━━ Excerpted records ━━
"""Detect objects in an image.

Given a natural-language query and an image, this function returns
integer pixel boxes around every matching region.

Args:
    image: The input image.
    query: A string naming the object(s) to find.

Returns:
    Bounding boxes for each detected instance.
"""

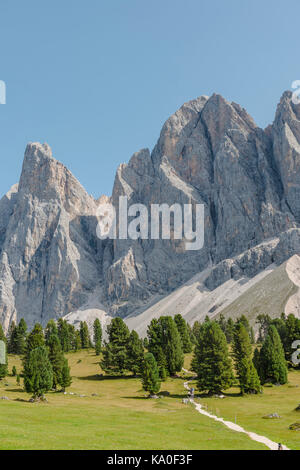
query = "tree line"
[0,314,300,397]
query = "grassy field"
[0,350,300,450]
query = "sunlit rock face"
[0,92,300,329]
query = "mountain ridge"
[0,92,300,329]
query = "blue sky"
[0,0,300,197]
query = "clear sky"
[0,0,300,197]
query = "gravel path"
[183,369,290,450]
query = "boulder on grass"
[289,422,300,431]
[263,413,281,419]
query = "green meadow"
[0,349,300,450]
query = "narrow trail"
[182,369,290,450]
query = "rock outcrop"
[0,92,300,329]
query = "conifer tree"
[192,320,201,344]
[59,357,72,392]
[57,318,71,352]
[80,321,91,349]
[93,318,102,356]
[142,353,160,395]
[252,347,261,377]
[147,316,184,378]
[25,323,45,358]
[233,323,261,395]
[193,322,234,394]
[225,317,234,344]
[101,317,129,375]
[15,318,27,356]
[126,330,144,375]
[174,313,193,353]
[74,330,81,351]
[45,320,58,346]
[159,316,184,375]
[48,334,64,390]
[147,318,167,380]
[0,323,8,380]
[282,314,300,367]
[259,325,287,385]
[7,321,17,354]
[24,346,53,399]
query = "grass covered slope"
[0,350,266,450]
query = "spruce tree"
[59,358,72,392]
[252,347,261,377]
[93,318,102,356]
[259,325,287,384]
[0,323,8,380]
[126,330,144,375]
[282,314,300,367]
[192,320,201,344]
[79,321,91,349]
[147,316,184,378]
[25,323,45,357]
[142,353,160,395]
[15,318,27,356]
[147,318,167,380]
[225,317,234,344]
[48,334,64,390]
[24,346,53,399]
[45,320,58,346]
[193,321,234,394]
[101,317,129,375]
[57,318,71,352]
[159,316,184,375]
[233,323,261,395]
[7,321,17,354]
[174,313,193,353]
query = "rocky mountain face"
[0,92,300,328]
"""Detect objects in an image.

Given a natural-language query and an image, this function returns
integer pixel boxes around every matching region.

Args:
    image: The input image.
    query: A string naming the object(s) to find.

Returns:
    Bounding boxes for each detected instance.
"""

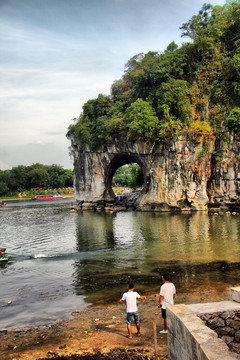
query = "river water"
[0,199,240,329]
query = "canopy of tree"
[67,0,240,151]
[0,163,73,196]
━━━
━━ Excerpted records ━━
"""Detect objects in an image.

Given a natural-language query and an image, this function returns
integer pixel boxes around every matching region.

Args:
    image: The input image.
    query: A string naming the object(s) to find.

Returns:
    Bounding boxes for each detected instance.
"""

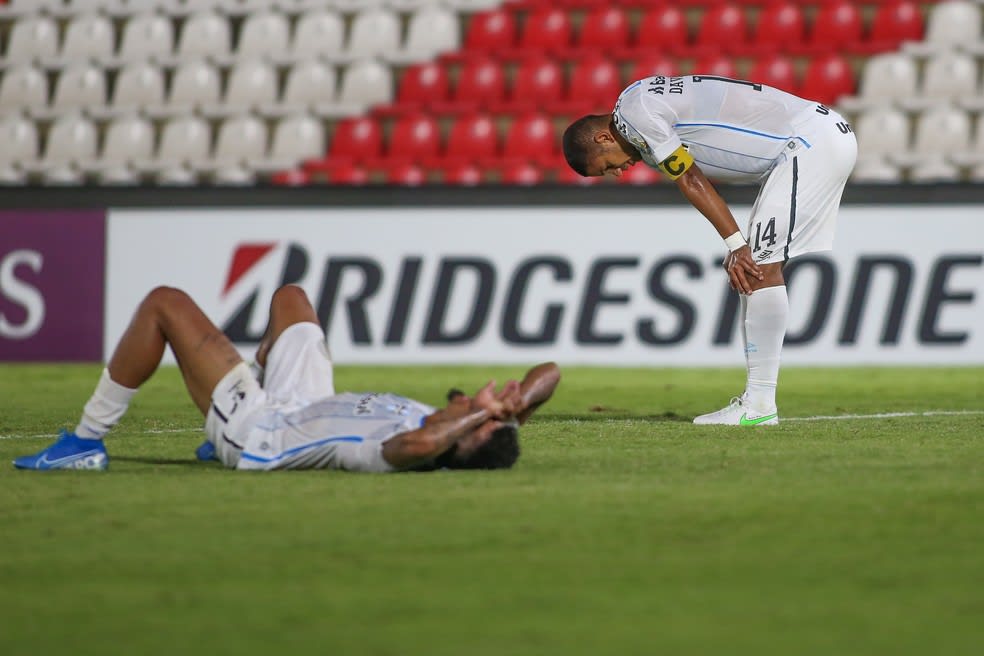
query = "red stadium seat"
━━━
━━ Excerpted records ━━
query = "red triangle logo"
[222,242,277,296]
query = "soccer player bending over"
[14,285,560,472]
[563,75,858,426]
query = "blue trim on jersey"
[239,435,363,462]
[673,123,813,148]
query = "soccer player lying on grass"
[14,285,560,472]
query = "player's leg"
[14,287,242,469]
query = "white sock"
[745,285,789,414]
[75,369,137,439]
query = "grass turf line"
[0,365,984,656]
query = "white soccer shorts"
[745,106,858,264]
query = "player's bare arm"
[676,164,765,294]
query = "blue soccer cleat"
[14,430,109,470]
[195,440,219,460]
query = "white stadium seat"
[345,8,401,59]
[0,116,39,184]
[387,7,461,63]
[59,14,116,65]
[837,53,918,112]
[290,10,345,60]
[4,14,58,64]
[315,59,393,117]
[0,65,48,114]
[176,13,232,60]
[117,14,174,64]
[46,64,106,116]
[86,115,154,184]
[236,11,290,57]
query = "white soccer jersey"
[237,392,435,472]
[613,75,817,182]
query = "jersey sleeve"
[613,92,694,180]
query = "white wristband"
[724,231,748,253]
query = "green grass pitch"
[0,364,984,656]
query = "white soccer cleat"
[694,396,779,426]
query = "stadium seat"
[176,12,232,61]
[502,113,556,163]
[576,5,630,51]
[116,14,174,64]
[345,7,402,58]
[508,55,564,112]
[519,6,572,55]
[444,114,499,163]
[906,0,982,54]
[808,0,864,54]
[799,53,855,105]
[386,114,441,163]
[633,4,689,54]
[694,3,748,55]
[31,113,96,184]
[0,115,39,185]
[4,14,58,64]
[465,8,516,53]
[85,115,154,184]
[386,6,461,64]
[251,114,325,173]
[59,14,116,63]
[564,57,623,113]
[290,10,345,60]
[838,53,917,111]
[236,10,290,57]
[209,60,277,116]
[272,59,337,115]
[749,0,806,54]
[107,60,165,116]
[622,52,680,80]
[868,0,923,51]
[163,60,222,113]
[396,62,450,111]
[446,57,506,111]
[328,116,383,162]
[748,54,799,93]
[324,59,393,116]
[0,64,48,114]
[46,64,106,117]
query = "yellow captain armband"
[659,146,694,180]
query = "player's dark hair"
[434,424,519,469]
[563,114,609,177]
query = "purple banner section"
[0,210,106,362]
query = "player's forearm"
━━━
Given instruction
Extract every line above that contains the string "white", matching case exactly.

The response
query = "white sock"
query = "white soccer shorts"
query = "white stadium seat"
query = "white soccer jersey"
query = "white wristband"
query = "white soccer cleat"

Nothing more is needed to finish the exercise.